<<<<

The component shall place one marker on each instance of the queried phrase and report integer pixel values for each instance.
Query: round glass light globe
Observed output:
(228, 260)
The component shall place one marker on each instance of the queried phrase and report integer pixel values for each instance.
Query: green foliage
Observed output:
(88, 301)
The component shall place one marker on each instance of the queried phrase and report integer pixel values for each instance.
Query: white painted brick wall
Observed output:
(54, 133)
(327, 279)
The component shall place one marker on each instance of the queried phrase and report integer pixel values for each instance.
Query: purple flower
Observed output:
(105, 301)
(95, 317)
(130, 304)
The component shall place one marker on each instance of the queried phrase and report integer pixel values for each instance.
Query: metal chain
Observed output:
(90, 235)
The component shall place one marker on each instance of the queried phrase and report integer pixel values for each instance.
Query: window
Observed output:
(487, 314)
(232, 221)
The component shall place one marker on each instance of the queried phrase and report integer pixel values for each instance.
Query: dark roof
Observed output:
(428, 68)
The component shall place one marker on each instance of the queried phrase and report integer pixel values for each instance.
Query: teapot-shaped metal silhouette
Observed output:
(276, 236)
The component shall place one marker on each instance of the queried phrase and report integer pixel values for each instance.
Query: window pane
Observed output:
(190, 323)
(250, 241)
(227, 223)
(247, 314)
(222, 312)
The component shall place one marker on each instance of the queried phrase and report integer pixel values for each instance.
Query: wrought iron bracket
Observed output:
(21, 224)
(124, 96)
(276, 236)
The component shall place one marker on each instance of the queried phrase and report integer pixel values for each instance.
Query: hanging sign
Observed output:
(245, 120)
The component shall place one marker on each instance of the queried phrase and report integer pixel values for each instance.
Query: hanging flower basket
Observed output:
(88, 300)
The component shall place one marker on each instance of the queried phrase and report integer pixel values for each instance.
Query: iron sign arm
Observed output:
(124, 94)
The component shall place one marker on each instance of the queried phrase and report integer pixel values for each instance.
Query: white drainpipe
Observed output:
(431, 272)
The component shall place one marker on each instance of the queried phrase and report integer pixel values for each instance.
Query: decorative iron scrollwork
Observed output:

>>>>

*Task statement*
From the first line to the last, retype the data exactly.

*The output*
The component shall place one marker on each instance of the queried phrase and report integer pixel values for each instance.
Query: round glass light globe
Observed output:
(228, 260)
The component shall place one marker on each instance of the queried phrase and report integer pixel values for each instance.
Query: green foliage
Observed output:
(88, 301)
The component shall place one marker on each instance of the queried phrase and report integer pixel values for each instance.
Query: white painted brick wall
Observed output:
(54, 133)
(327, 279)
The component shall place one marker on each instance of the queried phrase and report integer pixel values for each instance.
Query: purple flower
Observed output:
(105, 301)
(95, 317)
(130, 304)
The component shall place one marker on each instance of the queried phrase and report integer pixel values for each instance.
Query: metal chain
Observed output:
(90, 235)
The component shall place one marker on each instance of the queried phrase and report integer pixel values for each instance.
Query: window
Observed output:
(487, 314)
(232, 221)
The component shall place one marker on each instance of the queried phrase and report integer pixel values for each instance.
Query: dark roof
Observed output:
(428, 68)
The component shall place one marker on each instance of the queried phrase and report integer pixel values for each instance.
Query: teapot-shaped metal silhouette
Observed output:
(276, 236)
The component shall place one marker on each instance of the queried phrase and report integer pixel values for each instance.
Query: window pane
Observed output:
(190, 323)
(250, 241)
(227, 223)
(247, 314)
(222, 312)
The component shall place one marker on each instance of the queried phrase and report integer pixel values for each instance.
Query: wrought iron bracket
Observed output:
(21, 224)
(124, 96)
(276, 236)
The component shall place one marker on each instance of the queried phrase and report integer pixel values for each instance.
Query: hanging sign
Observed output:
(245, 120)
The component shall place one marker on each instance of the queried phrase and report integer pixel values for each instance.
Query: hanging flower basket
Observed output:
(88, 300)
The component shall place one marker on each instance of the queried phrase and report integer pixel values for each instance.
Query: iron sign arm
Observed output:
(124, 94)
The component shall place one marker on each instance of the queried phrase and report integer pixel values for each instance.
Query: white drainpipe
Observed output:
(431, 272)
The component shall place one marker on each instance of the queried phrase and report integer pixel values for each instance.
Query: decorative iron scrollwork
Observed output:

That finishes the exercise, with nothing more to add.